▼▼▼
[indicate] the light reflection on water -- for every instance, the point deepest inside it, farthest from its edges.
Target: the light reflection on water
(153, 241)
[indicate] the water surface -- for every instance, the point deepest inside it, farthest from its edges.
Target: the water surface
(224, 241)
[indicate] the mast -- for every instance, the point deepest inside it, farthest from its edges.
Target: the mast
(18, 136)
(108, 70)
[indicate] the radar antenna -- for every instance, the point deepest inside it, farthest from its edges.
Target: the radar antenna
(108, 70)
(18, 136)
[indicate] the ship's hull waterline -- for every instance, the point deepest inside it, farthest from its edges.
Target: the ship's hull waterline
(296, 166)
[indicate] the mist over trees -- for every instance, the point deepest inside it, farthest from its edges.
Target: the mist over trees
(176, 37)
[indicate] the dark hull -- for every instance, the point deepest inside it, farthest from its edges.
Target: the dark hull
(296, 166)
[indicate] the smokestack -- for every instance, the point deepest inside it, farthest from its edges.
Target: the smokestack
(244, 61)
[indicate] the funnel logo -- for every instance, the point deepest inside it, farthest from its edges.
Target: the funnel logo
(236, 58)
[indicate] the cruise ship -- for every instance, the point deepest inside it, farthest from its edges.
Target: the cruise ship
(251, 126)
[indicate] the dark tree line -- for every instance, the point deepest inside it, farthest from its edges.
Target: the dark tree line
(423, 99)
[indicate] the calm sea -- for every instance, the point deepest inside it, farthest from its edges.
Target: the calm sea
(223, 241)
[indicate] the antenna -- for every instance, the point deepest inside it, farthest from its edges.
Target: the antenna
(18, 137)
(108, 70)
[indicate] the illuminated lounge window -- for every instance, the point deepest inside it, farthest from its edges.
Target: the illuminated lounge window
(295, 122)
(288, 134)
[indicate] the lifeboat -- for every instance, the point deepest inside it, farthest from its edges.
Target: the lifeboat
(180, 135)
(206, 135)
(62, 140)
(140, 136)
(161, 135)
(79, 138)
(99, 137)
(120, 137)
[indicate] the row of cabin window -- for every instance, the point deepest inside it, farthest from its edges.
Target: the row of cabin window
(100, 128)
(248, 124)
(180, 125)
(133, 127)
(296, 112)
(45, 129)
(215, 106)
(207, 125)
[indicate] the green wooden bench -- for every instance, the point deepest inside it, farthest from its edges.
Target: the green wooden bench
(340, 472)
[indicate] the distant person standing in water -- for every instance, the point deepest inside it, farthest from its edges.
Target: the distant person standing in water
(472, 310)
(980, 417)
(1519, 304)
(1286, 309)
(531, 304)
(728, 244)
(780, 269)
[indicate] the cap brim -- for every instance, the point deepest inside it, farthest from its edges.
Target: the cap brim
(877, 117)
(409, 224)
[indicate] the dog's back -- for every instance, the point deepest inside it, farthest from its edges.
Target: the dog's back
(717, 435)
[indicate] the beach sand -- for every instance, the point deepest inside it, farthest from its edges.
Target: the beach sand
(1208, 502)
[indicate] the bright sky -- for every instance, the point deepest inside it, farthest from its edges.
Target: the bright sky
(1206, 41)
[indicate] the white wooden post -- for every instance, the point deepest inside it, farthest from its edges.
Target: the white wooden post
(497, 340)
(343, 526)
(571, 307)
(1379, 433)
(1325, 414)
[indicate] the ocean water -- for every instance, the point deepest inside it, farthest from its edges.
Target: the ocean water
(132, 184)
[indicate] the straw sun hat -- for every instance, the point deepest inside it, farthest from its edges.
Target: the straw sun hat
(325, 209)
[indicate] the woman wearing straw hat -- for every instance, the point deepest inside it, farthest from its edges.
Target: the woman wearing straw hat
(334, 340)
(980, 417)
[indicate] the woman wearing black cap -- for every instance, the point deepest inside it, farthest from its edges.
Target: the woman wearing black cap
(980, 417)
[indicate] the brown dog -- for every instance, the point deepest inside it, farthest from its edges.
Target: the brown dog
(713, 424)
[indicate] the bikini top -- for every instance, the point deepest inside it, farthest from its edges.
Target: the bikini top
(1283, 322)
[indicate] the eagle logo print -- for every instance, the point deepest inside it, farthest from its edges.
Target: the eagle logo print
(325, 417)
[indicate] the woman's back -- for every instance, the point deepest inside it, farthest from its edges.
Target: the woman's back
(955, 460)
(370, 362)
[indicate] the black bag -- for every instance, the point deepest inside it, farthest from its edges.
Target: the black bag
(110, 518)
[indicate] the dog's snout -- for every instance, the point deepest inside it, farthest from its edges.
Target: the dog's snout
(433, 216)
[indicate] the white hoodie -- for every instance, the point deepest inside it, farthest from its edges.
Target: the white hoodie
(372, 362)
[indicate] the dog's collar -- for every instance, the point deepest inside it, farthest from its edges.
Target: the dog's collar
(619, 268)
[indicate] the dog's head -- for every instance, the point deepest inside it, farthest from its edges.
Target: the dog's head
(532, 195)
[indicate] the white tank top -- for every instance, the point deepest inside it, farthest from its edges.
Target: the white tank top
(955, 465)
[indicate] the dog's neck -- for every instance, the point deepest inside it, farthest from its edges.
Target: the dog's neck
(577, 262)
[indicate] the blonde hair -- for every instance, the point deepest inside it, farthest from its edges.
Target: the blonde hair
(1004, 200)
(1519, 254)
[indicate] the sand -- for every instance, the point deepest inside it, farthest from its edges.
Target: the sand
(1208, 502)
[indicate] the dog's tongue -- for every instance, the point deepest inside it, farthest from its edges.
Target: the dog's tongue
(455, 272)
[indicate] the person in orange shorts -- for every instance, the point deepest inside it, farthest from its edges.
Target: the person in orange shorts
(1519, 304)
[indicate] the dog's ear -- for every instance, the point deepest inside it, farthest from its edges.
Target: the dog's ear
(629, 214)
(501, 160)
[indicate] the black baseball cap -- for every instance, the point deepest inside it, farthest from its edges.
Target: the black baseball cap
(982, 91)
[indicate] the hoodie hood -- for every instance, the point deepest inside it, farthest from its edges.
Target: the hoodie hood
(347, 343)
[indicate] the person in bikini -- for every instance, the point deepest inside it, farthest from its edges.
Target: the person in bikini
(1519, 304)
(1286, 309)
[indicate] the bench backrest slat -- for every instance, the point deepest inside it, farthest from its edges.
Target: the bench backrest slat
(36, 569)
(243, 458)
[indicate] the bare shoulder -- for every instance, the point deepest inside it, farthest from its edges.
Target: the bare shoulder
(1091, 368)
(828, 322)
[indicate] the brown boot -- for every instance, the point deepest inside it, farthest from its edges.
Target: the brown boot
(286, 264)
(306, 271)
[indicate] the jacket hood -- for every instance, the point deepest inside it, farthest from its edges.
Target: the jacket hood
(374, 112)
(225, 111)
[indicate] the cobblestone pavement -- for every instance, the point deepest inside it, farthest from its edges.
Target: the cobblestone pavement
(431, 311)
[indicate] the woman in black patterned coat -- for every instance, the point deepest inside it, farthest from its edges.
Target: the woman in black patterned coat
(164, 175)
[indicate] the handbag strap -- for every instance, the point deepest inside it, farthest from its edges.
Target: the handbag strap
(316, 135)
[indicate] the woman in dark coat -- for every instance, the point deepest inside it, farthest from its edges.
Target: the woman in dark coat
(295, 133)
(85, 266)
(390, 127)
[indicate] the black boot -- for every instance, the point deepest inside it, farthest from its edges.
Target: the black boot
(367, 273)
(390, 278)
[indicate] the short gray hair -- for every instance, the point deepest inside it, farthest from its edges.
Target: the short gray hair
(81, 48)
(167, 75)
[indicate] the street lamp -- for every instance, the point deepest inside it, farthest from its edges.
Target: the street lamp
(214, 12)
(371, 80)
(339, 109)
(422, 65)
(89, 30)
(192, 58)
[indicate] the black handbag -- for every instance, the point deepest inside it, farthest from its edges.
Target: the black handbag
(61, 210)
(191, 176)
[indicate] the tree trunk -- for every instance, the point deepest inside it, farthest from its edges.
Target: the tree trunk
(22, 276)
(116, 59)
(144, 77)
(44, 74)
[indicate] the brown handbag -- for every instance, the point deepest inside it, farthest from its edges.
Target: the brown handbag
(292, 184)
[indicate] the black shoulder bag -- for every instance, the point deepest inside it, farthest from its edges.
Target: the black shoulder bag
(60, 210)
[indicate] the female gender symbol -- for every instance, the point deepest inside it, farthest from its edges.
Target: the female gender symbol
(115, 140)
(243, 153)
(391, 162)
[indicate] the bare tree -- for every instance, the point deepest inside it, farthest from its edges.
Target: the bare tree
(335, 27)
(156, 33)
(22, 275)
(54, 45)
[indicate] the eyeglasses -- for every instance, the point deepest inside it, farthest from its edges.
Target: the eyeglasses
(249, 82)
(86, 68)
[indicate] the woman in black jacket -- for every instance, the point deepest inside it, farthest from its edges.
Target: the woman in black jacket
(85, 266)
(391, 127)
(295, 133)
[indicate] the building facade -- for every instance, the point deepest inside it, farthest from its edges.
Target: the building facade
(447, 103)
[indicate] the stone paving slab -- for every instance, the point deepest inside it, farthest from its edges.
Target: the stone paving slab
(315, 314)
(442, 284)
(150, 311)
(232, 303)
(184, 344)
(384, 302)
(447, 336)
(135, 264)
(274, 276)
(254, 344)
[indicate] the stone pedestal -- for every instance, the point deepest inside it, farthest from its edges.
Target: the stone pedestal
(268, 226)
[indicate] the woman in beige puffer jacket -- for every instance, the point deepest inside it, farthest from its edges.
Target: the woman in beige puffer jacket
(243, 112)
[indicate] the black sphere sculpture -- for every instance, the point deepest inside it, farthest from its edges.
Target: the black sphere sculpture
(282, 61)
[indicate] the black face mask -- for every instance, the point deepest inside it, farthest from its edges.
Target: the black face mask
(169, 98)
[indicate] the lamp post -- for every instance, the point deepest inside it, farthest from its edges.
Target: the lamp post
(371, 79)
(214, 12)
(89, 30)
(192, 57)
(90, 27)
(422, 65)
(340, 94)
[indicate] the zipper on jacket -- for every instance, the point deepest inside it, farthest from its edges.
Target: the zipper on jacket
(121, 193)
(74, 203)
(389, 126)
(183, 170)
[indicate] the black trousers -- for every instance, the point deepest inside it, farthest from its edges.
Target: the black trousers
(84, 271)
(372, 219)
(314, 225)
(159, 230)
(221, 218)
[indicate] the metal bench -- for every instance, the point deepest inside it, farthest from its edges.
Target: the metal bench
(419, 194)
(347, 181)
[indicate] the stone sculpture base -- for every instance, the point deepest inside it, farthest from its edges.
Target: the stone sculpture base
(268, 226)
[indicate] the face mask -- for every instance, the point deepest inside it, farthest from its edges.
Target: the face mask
▲▲▲
● **Task details**
Repeat exactly the lines from the line containing "[indicate] the black face" through the last line of the records above, including both, and nothing else.

● **Written answer**
[indicate] the black face mask -- for every instance, the point deepest inside it, farthest from its edges.
Target: the black face mask
(169, 98)
[indicate] the lamp post -- for every instance, the point deepest inside it, farthest from its edges.
Target: the lamp post
(371, 79)
(214, 12)
(89, 30)
(192, 57)
(90, 27)
(422, 65)
(340, 94)
[indicate] the zipper on jacket -- for every instance, the point deepest inside it, farthest from its edges.
Target: the zipper on jacket
(121, 193)
(74, 203)
(389, 126)
(183, 170)
[indicate] the black trousers -- for every instance, the point deepest inside it, farthest from its edges.
Target: the black trousers
(84, 271)
(372, 219)
(314, 225)
(159, 230)
(221, 218)
[indicate] the metal bench -- for every instance, the point deepest inside it, farthest from its edges.
Target: the metal bench
(419, 194)
(347, 181)
[indicate] the stone sculpture base -- for every instance, the point deepest inside it, farthest from its edges.
Target: the stone sculpture base
(268, 226)
[indicate] the face mask -- for every instance, the point deepest inside it, farthest from its edges.
Target: the face mask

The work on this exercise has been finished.